» **What the task requires**
Print every record below exactly as it stands.
+ + +
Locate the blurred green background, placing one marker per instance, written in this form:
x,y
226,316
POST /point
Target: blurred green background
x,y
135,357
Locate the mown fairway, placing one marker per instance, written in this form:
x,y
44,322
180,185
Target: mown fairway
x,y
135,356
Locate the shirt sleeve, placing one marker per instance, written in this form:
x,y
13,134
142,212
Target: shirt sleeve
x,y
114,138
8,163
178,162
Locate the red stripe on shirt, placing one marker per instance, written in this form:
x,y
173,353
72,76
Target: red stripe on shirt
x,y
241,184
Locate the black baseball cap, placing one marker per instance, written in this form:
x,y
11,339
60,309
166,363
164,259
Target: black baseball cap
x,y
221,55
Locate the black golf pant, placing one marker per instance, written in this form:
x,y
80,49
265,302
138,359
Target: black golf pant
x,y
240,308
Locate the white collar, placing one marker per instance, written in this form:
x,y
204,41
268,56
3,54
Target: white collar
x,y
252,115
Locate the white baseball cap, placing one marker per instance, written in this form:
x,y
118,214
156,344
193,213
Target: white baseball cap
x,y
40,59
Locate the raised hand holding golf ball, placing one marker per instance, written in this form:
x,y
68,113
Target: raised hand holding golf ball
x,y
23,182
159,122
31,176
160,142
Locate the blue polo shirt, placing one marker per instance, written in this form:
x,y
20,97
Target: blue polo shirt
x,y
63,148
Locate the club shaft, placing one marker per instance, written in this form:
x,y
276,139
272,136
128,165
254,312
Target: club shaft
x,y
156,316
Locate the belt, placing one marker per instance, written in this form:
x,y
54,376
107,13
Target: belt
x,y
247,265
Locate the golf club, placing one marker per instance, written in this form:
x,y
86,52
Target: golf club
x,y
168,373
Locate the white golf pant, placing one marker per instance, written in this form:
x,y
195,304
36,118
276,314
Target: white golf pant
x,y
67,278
+ + +
» **Result of the task**
Locate the blurred green background, placing one marker per instance, written in this form:
x,y
226,316
POST /point
Target: blurred green background
x,y
135,357
Locate the mown fairway, placing one marker per instance, written in this form:
x,y
44,322
180,185
Target: mown fairway
x,y
135,356
Locate the shirt sleeve, placing one marker per instance, written in this form:
x,y
13,134
142,212
Target: shirt sleeve
x,y
114,138
8,163
178,162
Locate the red stripe on shirt, placing one marker per instance, written in this form:
x,y
173,353
72,76
Target: red stripe on shirt
x,y
241,184
Locate the black baseball cap, placing one marker per instance, written in this form:
x,y
11,339
60,309
166,363
164,259
Target: black baseball cap
x,y
221,55
Locate the black golf pant, placing one marker per instance, written in this form:
x,y
80,49
265,302
138,359
Target: black golf pant
x,y
240,308
Locate the white collar, placing one marker per instance, written in this form:
x,y
204,41
268,56
3,54
Target: white collar
x,y
252,115
Locate the white baseball cap, placing one marker per instance, written in this form:
x,y
118,214
156,344
193,213
Target: white baseball cap
x,y
40,59
Locate the raised hand holding golf ball, placing one marker per instance, written in this form:
x,y
68,113
Target: raised hand holding golf ball
x,y
23,182
159,122
31,176
160,142
Locate the blue polo shirt, placing one marker per instance, written in this form:
x,y
20,97
Target: blue polo shirt
x,y
63,148
Locate the club shaft, placing one marker per instance, written in this form:
x,y
276,139
272,136
128,165
254,312
Target: club shaft
x,y
156,316
Locate the belt, placing one marker per instance, written in this form:
x,y
54,376
107,13
Target: belt
x,y
247,265
Locate the golf club, placing one marker per instance, written in this form:
x,y
86,52
Target: golf club
x,y
168,373
Locate the white golf pant, placing one marker per instance, written in this form:
x,y
195,304
36,118
276,314
Target: white golf pant
x,y
67,278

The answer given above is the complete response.